● RECORDS SHOWN:
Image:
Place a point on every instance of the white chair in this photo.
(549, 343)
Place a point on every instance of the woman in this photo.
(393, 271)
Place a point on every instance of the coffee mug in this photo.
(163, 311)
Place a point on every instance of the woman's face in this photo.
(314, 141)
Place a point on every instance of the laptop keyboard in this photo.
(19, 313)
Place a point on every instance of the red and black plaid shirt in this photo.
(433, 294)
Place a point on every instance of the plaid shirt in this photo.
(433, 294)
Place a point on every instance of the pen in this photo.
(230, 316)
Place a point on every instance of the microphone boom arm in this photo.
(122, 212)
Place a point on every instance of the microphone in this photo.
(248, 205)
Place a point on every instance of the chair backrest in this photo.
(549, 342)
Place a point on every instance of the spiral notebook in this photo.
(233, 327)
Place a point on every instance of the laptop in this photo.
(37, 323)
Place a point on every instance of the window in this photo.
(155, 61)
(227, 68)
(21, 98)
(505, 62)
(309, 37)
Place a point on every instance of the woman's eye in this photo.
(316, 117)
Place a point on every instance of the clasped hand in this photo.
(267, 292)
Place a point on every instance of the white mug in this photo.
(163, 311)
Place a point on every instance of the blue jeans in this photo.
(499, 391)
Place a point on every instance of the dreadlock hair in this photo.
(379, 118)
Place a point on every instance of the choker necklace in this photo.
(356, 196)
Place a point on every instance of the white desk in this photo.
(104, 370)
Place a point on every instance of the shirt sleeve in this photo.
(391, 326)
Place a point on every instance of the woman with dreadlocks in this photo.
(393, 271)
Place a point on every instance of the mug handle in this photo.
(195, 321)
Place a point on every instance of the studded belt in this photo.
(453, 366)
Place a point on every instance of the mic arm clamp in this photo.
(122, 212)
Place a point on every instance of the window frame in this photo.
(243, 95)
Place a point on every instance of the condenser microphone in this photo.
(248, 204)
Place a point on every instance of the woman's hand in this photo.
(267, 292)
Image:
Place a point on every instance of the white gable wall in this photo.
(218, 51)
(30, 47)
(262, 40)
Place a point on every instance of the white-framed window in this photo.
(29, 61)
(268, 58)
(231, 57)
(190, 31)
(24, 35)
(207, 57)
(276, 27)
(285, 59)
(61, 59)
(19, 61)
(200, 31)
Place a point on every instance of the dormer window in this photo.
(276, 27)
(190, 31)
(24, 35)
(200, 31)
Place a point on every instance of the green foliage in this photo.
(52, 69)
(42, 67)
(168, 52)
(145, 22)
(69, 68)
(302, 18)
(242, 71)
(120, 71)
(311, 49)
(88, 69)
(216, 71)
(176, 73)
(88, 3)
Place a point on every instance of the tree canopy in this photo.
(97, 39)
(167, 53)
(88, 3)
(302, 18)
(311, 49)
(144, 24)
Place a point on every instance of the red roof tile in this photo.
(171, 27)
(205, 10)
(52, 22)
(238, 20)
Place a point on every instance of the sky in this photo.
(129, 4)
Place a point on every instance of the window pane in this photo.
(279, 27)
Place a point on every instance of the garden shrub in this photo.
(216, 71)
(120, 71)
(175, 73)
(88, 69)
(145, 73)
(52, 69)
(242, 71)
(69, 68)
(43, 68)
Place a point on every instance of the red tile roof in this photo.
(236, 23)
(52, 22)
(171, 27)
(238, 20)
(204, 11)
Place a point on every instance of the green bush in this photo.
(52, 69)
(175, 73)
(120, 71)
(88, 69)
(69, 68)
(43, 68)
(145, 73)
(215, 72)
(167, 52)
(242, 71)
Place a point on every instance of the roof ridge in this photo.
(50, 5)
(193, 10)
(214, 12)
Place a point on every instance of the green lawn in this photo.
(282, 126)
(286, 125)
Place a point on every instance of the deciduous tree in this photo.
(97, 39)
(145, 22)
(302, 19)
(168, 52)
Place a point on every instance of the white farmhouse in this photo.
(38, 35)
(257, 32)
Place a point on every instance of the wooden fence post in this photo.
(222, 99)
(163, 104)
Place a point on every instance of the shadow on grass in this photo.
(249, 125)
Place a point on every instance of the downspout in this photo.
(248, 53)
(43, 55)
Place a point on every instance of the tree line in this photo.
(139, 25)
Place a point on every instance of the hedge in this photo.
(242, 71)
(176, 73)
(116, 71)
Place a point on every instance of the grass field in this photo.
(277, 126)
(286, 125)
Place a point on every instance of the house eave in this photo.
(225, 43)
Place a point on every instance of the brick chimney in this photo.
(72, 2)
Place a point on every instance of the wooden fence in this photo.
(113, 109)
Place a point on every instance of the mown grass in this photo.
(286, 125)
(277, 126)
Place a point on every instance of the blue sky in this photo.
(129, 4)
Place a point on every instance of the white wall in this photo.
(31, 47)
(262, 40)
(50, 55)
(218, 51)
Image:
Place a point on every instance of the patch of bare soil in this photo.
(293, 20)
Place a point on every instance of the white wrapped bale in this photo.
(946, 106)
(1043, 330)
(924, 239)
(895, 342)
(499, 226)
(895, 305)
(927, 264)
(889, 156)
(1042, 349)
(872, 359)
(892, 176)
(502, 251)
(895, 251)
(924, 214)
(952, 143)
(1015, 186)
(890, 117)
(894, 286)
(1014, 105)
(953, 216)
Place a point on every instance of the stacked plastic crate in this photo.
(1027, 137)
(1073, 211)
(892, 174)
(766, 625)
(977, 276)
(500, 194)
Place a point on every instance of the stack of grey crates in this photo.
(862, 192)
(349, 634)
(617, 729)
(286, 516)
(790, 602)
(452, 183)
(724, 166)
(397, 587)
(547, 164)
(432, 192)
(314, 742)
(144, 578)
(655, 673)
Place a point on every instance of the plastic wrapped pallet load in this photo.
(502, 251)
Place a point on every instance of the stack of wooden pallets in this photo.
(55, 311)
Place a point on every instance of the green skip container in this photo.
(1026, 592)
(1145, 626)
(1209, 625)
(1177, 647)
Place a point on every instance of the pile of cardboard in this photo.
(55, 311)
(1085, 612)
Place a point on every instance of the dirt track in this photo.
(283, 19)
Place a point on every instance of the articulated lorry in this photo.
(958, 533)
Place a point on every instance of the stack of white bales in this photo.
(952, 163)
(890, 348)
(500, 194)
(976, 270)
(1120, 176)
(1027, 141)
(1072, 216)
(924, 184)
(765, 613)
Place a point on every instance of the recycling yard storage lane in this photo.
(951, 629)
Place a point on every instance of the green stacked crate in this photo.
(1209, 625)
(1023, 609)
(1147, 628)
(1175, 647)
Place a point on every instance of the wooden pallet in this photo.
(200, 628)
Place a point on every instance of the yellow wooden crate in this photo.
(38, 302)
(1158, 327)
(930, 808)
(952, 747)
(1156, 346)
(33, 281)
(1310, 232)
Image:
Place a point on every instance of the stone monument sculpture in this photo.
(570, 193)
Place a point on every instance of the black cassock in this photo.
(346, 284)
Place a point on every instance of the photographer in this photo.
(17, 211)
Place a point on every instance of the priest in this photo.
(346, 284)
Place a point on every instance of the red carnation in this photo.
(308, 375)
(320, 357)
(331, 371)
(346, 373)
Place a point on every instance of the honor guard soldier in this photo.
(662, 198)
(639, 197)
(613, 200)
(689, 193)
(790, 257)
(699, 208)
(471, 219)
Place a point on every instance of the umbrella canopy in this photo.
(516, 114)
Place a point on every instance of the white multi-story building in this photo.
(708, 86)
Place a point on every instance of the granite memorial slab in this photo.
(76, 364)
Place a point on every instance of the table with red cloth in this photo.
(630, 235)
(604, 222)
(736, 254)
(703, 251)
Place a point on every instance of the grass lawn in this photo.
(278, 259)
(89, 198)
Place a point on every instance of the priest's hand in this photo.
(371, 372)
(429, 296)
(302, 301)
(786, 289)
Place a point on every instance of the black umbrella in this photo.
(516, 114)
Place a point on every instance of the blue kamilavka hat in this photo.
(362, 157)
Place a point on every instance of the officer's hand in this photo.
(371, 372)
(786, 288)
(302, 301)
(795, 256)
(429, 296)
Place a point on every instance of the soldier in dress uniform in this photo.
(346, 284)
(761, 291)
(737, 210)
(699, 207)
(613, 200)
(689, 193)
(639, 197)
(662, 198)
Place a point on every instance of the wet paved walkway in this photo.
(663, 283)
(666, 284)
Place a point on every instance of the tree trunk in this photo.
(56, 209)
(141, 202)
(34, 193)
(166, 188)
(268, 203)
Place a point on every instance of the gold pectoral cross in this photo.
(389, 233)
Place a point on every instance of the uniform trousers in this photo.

● EXERCISE DIRECTIONS:
What's needed is a word-for-word copy of the lines from the one holding "Place a point on every instance of the wet" through the final line of the data.

● WRITTEN ANSWER:
Place a point on every instance of the wet paved walkway in this photo.
(663, 283)
(666, 284)
Place a point on every instance of the tree trunk in this photo.
(56, 209)
(141, 202)
(34, 193)
(166, 188)
(268, 203)
Place a point on every instance of the gold pectoral cross in this photo.
(389, 233)
Place a point on every instance of the uniform trousers in this photo.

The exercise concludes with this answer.